■ READING TEXT ■
::::::::

Monday, December 10, 2007

Lay a patch.


You know you're having a good day when there is a choice of cool things invented on the same day. I am torn between tire (tyres for those British folk) and the Dewey Decimal System. Seeing how in my own way, I have had a few discoveries about tires in the last few weeks, I will run with the invention of the pneumatic tire by British engineer Robert William Thompson in 1845. Mind you I will get back one day soon and prattle on about Melvil Dewey.

Born in 1822 in Stonehaven Scotland, he was one of several very famous Scottish inventors of the 19th century. He ranks with John Baird (television), Alexander Graham Bell (telephone) and another rubber pioneer, John Dunlop. More about that relationship in a minute.

The 11th of 12 children he was chosen for the ministry but couldn't figure out Latin, so at 14 he went to North America to stay with relatives in South Carolina. That didn't pan out either, so he was back in under 2 years. He did, however, have a natural ability with chemistry and physics.

::::::::

■ PROVIDED INFORMATION ■
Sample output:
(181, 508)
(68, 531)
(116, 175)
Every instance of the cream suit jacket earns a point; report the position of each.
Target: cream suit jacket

::::::::

■ REQUIRED TASKS ■
1: In the post on the pneumatic tire, at what age did Robert William Thompson go to North America?
2: Resume the post on the pneumatic tire, continuing after its final sentence.

■ TASK-BY-TASK ANSWERS ■
1: At 14.

2:
His father, recognizing a budding mind, set up a shop for him. His first project was the rebuilding of his mothers washing mangle (that must have gone over well).He apprenticed with an engineering firm and started work in Edinburgh as a civil engineer.One of his early engineering coups was coming up with a way to ignite explosives with electricity. Miners loved him.

Off to London in 1844 to work in the budding railway industry. It was here he came up with his patent for an air filled tire or aerial wheel as he called it.The trouble was there were no cars then, bicycles were a curiosity, and no one with a cart could afford the luxury of air filled rubber tires to run their chickens to market. It was almost 35 years later when Dunlop re-invented the pneumatic tire that they actually took off commercially. No matter. Thomson also patented the fountain pen and steam shovel, so there.